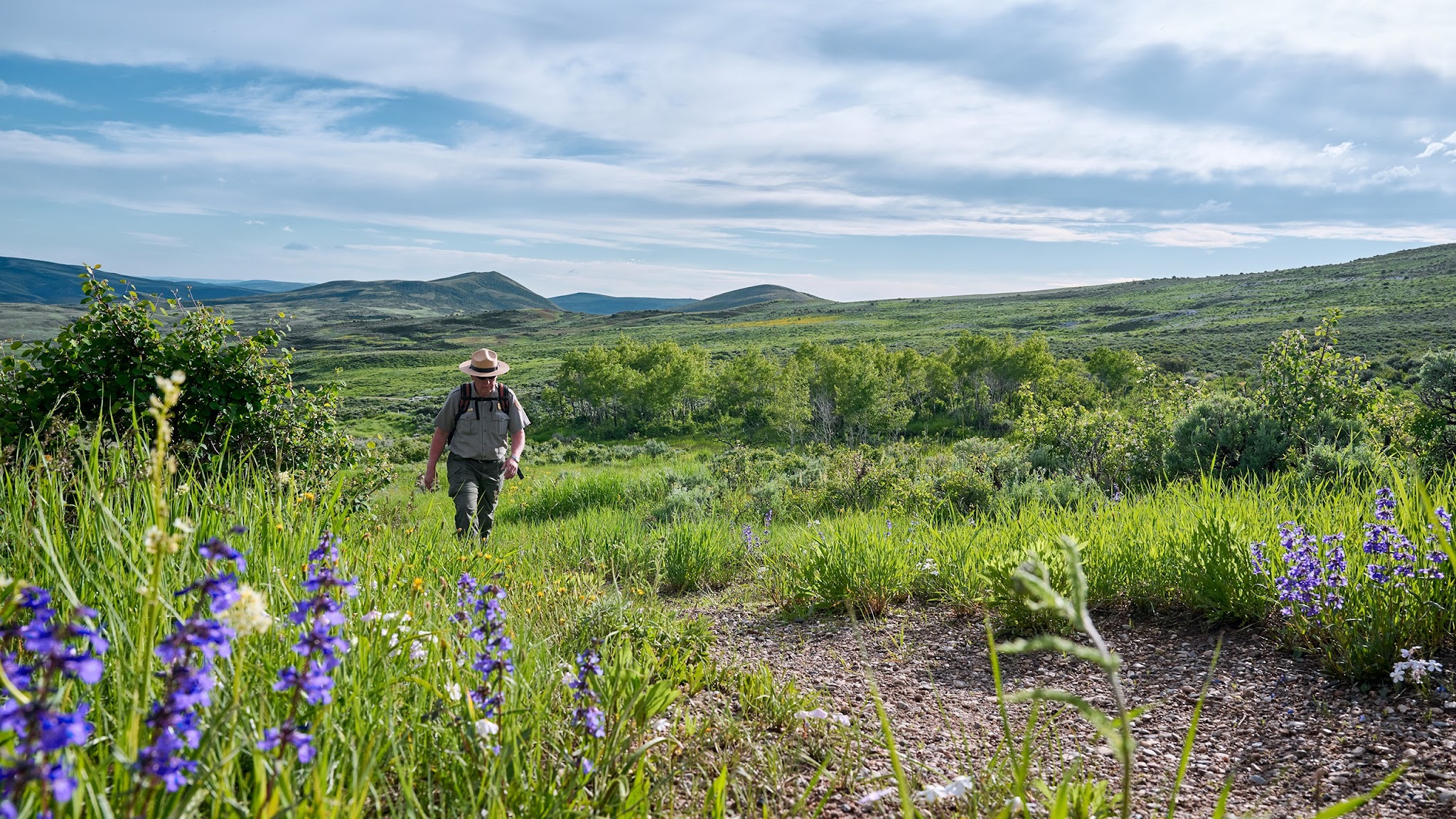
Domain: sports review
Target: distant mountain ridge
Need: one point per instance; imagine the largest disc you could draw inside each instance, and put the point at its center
(608, 305)
(468, 291)
(746, 296)
(38, 282)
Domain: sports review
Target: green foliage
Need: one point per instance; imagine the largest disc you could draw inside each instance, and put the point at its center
(1226, 434)
(1117, 370)
(102, 366)
(633, 385)
(1218, 579)
(700, 556)
(857, 563)
(857, 392)
(1305, 382)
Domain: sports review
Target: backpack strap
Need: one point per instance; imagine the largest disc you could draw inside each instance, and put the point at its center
(468, 398)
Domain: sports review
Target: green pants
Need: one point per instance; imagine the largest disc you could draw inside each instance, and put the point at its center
(475, 487)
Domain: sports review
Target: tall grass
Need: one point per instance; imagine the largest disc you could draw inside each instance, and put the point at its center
(400, 738)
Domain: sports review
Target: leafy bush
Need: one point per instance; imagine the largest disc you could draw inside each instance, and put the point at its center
(239, 394)
(1360, 608)
(1226, 433)
(1328, 462)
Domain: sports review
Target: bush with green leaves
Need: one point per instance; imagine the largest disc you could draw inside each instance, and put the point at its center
(102, 368)
(1226, 434)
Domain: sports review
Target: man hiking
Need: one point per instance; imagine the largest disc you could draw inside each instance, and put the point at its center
(486, 427)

---------------

■ Task goal
Lines holding the word "Target" are the answer; copy every one from the records above.

■ Written answer
Target: distant mountain ridge
Target: green foliage
Target: backpack strap
Target: green pants
Target: tall grass
Target: leafy bush
Target: bush with green leaves
Target: man hiking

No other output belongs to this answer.